*Selected passage*.
◆ ◆ ◆ ◆ ◆
On Jun 28, 2011, at 11:37 PM, David Sletten wrote:

> 
> On Jun 28, 2011, at 8:20 PM, Bhinderwala, Shoeb wrote:
>> The inputs are two arrays of type double of the same length – dailyValues 
>> and totalValues. The output is the array contrib of the same length.
>> 
>> 
>>         int n = dailyValues.length;
>> 
>>         for (int i = 0; i < n; i++)
>> 
>>         {
>> 
>>             sum = 1.0;
>> 
>>             for (int j = i + 1; j < n; j++)
>> 
>>             {
>> 
>>                 sum *= (1.0 + (totalValues[j] / 100.0));
>> 
>>             }
>> 
>>             contrib[i] = sum * dailyValues[i];
>> 
>>         }
>> 
> 
> 1. Are you sure that this does what you want it to?
> 2. What does it do?
> 
> There are two obvious red flags with the code:
> -You have a variable called 'sum' which is really a product.
> -You never use index 0 of totalValues
> 

Assuming that your code is correct, the following reproduces your results:
(defn compute-contrib [daily-values total-values]
  (loop [contrib []
         daily-values daily-values
         total-values total-values]
    (if (empty? daily-values)
      contrib
      (recur (conj contrib (* (first daily-values) (reduce (fn [sum 
total-value] (* sum (+ (/ total-value 100.0) 1.0)))
                                                           1.0
                                                           (rest 
total-values))))
             (rest daily-values)
             (rest total-values)))) )

In the outer loop you are working with each element of dailyValues and 
consecutively smaller subsequences of totalValues. In the inner loop you repeat 
a calculation using each of the remaining elements of totalValues starting with 
a seed value of 1.0.
◆ ◆ ◆ ◆ ◆
Records from a data collection
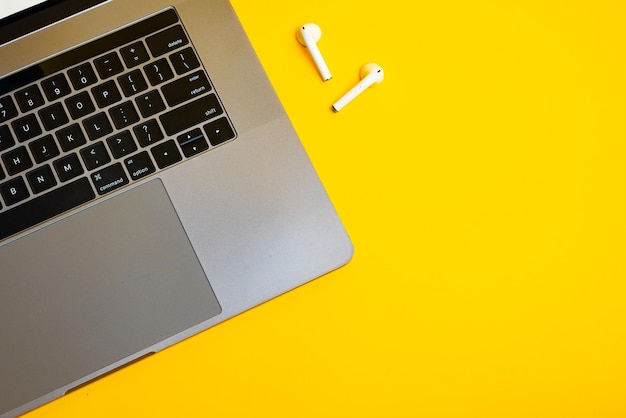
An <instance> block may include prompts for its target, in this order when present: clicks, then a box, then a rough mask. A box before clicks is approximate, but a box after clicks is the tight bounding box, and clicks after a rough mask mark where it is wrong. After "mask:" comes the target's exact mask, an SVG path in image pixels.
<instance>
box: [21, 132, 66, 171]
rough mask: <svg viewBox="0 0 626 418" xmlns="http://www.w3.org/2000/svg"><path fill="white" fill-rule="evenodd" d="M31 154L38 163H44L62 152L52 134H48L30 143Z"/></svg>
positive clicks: (39, 163) (29, 145) (36, 139)
mask: <svg viewBox="0 0 626 418" xmlns="http://www.w3.org/2000/svg"><path fill="white" fill-rule="evenodd" d="M28 146H29V148H30V152H31V154H33V158H34V159H35V161H36V162H37V163H39V164H40V163H43V162H44V161H47V160H49V159H51V158H54V157H56V156H58V155H59V154H60V152H59V147H58V146H57V144H56V141H55V140H54V138H53V137H52V135H46V136H44V137H41V138H39V139H36V140H34V141H33V142H31V143H30V144H28Z"/></svg>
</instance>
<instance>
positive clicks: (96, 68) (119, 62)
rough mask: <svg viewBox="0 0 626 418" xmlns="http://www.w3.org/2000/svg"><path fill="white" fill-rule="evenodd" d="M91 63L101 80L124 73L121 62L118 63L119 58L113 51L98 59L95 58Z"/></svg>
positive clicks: (118, 61) (121, 61)
mask: <svg viewBox="0 0 626 418" xmlns="http://www.w3.org/2000/svg"><path fill="white" fill-rule="evenodd" d="M93 63H94V65H95V66H96V70H98V74H100V78H102V79H105V78H108V77H113V76H114V75H115V74H119V73H121V72H122V71H124V66H123V65H122V61H120V58H119V57H118V56H117V53H116V52H115V51H113V52H109V53H108V54H106V55H104V56H102V57H100V58H96V59H95V60H94V62H93Z"/></svg>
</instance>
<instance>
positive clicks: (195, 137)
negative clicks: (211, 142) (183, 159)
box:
◆ ◆ ◆ ◆ ◆
*Exercise requirements*.
1 – Reproduce word for word the part of the email above the listing, everything from "Assuming that your" down to "(rest daily-values)".
2 – Answer these questions from the email shown above the listing:
(a) What are the two input arrays called?
(b) According to the email, what is the variable named 'sum' really?
(c) With what seed value does the inner loop begin its repeated calculation?

*Your written answers*.
1 –
Assuming that your code is correct, the following reproduces your results:
(defn compute-contrib [daily-values total-values]
  (loop [contrib []
         daily-values daily-values
         total-values total-values]
    (if (empty? daily-values)
      contrib
      (recur (conj contrib (* (first daily-values) (reduce (fn [sum 
total-value] (* sum (+ (/ total-value 100.0) 1.0)))
                                                           1.0
                                                           (rest 
total-values))))
             (rest daily-values)

2 –
(a) dailyValues and totalValues
(b) A product
(c) 1.0